● Stated goal a
Gather and copy every line in the records further down that contains the string "grandstand".

Tuesday, March 31, 2015

Friends, baseball, brews, hiking, kayaking..

We came to the Phoenix area to see friends from Yakima, Pat and Cindy.

Jim and Pat graduated from the same high school class, and Pat and Cindy (who just celebrated their 42nd wedding anniversary) traveled to Phoenix to watch baseball spring training. Since we're on our way north after several months in Tucson, we decided to meet up. Pat and Cindy came over to see us one night at our campsite, we met them at an afternoon game, and we had dinner with them and their friend, John (from Zillah, Washington, south of Yakima) who hosted us all at his motor home. As a side note, when I looked up Zillah on line because I wanted to see exactly where it is, I learned that there is a church in the town named the Church of God Zillah. But I digress. 

We did a lot in the few days we were in Phoenix.  Besides spending time with Pat and Cindy, we also visited Old Town Scottsdale, kayaked on Arizona's Lake Pleasant, went to two brew pubs, and hiked the Apache Wash Loop trail in Phoenix's beautiful Sonoran Desert Preserve.
Jim, Bev, Cindy, Pat (who graduated from Davis High School in Yakima with Jim) and John in John's roomy motor home. John grilled steaks and even had lobster bisque for us -- thanks, John!  (And we missed you, Buddy and Nancy!)
At the Mariners v. Giants spring training baseball game, from top left clockwise:  Mariner at bat; Giants talking it out at the pitcher's mound; the pretty Peoria Stadium; and the view from our seats when the huge-hatted fan in front of us decided to lean back and cheer.  The Peoria Sports Complex  in Peoria, AZ, is the spring training home field of the Seattle Mariners and the San Diego Padres.

● Stated goal b
Pick up the blog post about the Phoenix trip after its last sentence and continue writing it.

● Information supplied
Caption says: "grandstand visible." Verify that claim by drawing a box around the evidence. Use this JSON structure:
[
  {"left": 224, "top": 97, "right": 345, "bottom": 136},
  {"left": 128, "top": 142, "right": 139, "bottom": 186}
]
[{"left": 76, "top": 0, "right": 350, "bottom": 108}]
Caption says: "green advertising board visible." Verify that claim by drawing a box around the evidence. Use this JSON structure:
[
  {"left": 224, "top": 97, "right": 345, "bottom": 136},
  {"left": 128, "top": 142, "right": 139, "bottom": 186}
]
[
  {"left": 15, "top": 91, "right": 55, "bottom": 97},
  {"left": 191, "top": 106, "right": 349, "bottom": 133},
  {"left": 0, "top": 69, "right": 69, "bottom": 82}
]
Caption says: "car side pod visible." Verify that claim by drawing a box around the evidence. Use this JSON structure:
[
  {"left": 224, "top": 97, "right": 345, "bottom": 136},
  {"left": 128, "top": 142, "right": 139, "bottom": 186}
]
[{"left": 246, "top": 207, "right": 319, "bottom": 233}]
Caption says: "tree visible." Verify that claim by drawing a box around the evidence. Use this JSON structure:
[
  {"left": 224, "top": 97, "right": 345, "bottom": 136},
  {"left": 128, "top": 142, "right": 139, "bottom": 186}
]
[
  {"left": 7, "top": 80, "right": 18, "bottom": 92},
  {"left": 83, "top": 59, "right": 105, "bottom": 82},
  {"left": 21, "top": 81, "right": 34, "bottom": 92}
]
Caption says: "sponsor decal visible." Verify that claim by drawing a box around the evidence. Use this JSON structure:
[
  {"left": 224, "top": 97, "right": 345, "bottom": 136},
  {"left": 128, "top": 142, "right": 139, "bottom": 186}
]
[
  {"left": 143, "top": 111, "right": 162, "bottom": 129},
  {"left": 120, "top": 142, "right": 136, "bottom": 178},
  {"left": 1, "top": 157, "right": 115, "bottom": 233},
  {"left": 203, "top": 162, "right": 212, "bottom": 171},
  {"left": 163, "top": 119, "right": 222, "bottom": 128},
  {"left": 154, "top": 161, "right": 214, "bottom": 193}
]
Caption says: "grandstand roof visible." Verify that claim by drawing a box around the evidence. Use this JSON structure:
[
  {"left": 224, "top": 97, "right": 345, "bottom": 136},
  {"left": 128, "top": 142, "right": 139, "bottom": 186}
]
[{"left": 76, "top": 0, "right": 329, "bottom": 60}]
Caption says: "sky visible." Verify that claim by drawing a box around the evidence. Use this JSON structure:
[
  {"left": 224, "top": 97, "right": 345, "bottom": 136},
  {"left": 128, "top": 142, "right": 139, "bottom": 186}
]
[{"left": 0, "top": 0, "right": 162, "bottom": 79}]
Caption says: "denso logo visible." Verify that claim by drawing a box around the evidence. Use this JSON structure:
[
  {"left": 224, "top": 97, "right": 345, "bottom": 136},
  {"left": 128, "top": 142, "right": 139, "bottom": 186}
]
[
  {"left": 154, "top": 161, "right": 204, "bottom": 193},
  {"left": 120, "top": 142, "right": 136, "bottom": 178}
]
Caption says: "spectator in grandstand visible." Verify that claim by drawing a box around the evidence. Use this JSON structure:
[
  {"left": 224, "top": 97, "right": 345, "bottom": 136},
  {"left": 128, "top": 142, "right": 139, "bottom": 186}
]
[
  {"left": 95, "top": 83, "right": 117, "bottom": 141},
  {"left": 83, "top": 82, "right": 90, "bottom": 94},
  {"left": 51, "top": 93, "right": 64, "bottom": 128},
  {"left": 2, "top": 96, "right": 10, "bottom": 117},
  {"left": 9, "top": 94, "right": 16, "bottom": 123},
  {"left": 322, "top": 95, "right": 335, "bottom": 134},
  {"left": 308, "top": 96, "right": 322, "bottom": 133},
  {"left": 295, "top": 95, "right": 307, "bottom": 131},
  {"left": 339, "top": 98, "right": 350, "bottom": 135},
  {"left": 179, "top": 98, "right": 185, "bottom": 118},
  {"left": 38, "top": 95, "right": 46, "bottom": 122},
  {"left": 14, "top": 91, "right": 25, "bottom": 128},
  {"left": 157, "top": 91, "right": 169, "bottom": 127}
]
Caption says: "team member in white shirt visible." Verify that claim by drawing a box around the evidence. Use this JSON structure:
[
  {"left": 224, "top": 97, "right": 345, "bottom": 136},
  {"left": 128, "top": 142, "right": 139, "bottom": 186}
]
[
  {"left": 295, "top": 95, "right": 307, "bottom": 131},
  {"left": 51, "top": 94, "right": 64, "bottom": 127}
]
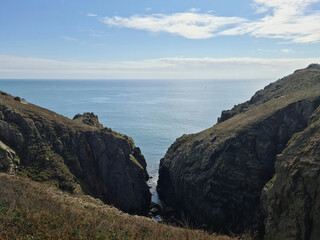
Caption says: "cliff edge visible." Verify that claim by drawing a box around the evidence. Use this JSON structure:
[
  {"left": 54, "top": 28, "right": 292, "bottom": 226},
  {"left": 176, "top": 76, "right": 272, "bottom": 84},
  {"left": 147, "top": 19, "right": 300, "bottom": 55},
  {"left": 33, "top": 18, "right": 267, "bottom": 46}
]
[
  {"left": 157, "top": 64, "right": 320, "bottom": 239},
  {"left": 0, "top": 91, "right": 151, "bottom": 214}
]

● Expected output a
Caption says: "grandstand visible." Verify that claim by drawing a box around the evidence. Use this JSON structure:
Caption says: "grandstand roof visible." Verify that claim by drawing a box around the evidence. Use this JSON structure:
Caption says: "spectator in grandstand visible." Verify that claim by drawing a box around the evidence. Use this JSON structure:

● Expected output b
Bev on theApache Wash Loop trail in the Phoenix Sonoran Desert Preserve,  which has great views of the north Phoenix desert. Phoenix has several desert preserves in and near the city.
The cactus are starting to bloom big time.

Also in bloom at the Sonoran Preserve and all over the Phoenix Valley are the Palo Verde trees. 
These cactus looked appropriate for a Palm Sunday hike.

Jim on the trail in Phoenix's Sonoran Preserve imitating Lawrence of Arabia -- if Lawrence wore an Oregon Beavers baseball cap. 
Scottsdale:  I read where the NY Times once called Scottsdale "the desert version of Miami's South Beach," which I guess means it has lots of night life. We are more early afternoon people, so we didn't see that.  But we did see jewelry shops, souvenir shops, jewelry shops, restaurants, more jewelry shops, plus lots of beautiful landscaping, flowers and fountains.  As odd as they look, someday we've got to take one of those Segway tours.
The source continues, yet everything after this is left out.